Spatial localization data

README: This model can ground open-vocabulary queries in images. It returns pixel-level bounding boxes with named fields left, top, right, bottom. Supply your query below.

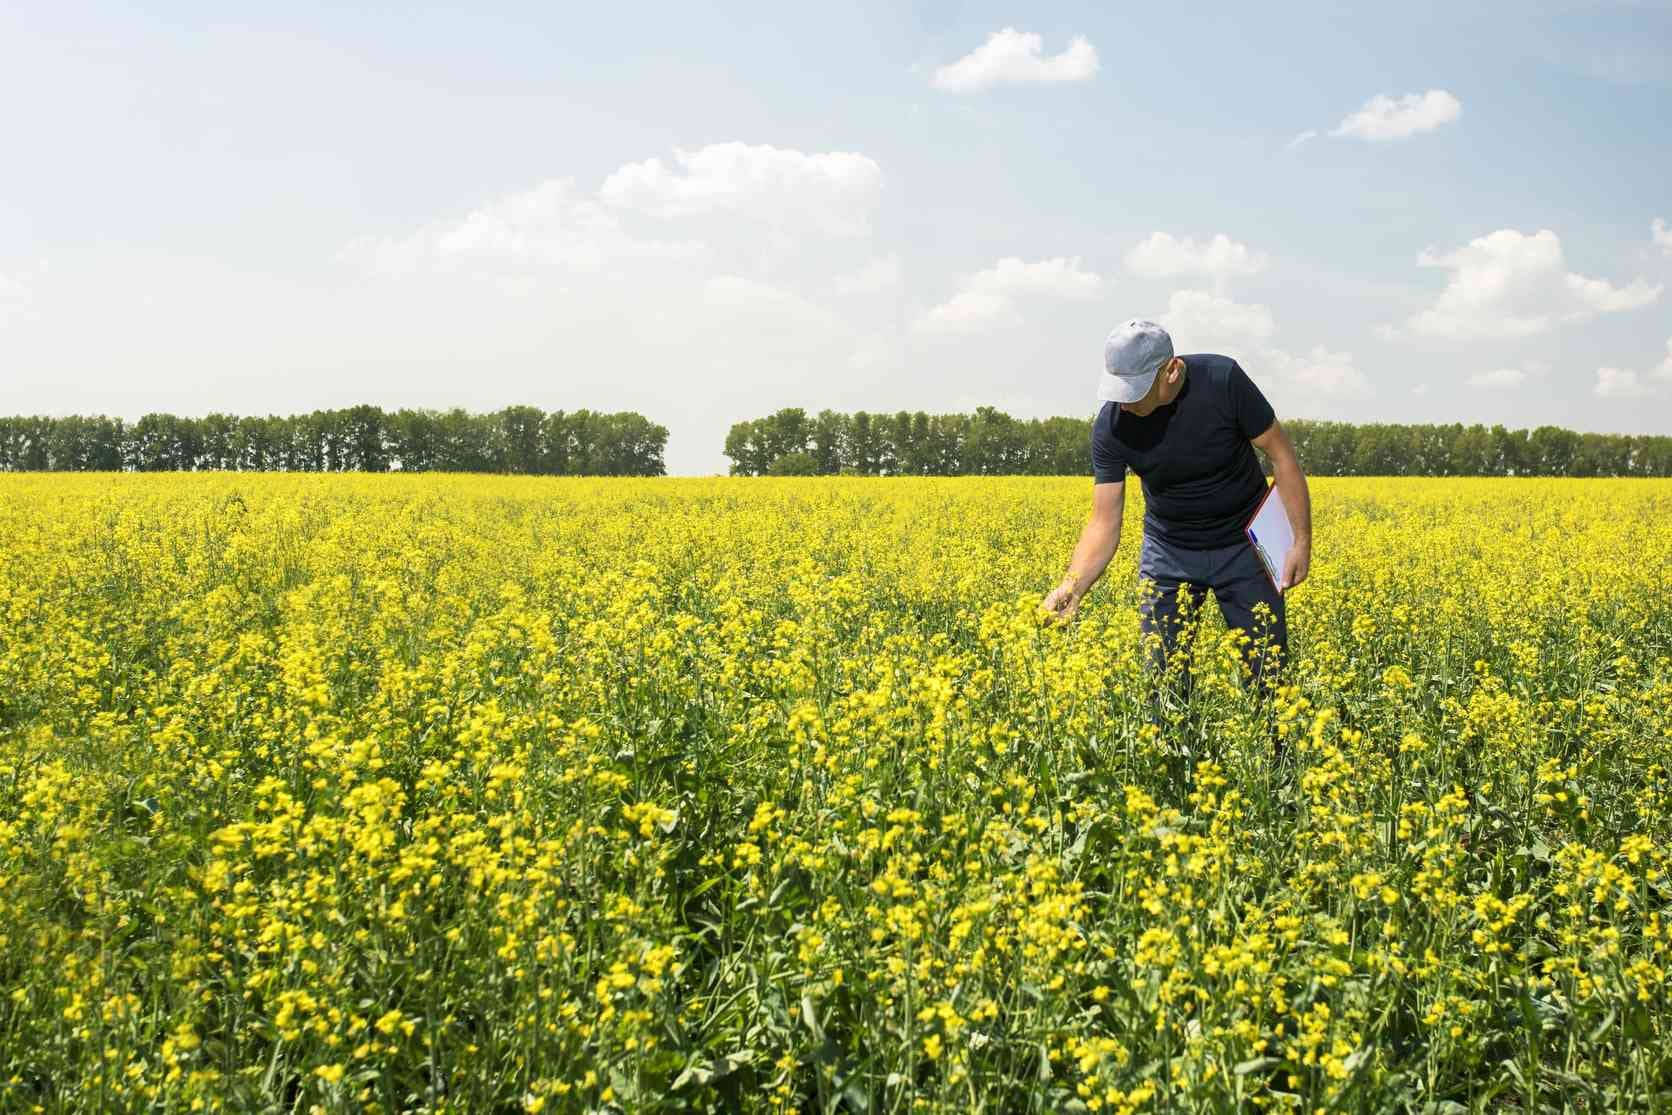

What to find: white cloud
left=599, top=142, right=883, bottom=237
left=1594, top=337, right=1672, bottom=399
left=1265, top=345, right=1373, bottom=398
left=1654, top=218, right=1672, bottom=256
left=1412, top=383, right=1430, bottom=397
left=1159, top=289, right=1371, bottom=399
left=1594, top=366, right=1655, bottom=399
left=972, top=256, right=1102, bottom=298
left=834, top=254, right=902, bottom=296
left=916, top=256, right=1102, bottom=334
left=1285, top=130, right=1318, bottom=151
left=1160, top=289, right=1276, bottom=348
left=1563, top=271, right=1662, bottom=313
left=1406, top=228, right=1661, bottom=339
left=1332, top=90, right=1462, bottom=141
left=918, top=290, right=1018, bottom=333
left=342, top=178, right=703, bottom=276
left=343, top=141, right=888, bottom=281
left=1465, top=367, right=1526, bottom=390
left=1125, top=232, right=1267, bottom=286
left=932, top=28, right=1098, bottom=93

- **Exercise prompt**: Each record is to be restated word for word; no picture goes in.

- **Written response**:
README: This model can ground open-vocabulary queries in images. It returns pixel-level bounding boxes with named fields left, top, right, bottom. Supply your query below.


What to find: white cloud
left=599, top=142, right=883, bottom=237
left=1594, top=337, right=1672, bottom=399
left=1265, top=345, right=1373, bottom=398
left=1654, top=218, right=1672, bottom=256
left=1412, top=383, right=1430, bottom=397
left=1159, top=289, right=1371, bottom=399
left=1594, top=366, right=1655, bottom=399
left=972, top=256, right=1102, bottom=298
left=834, top=254, right=902, bottom=296
left=916, top=256, right=1102, bottom=334
left=1285, top=130, right=1318, bottom=151
left=1160, top=289, right=1276, bottom=348
left=1563, top=271, right=1662, bottom=313
left=1406, top=228, right=1661, bottom=339
left=1332, top=90, right=1462, bottom=141
left=918, top=290, right=1018, bottom=333
left=342, top=178, right=703, bottom=276
left=343, top=141, right=888, bottom=281
left=1465, top=367, right=1526, bottom=390
left=1125, top=232, right=1267, bottom=286
left=932, top=28, right=1098, bottom=93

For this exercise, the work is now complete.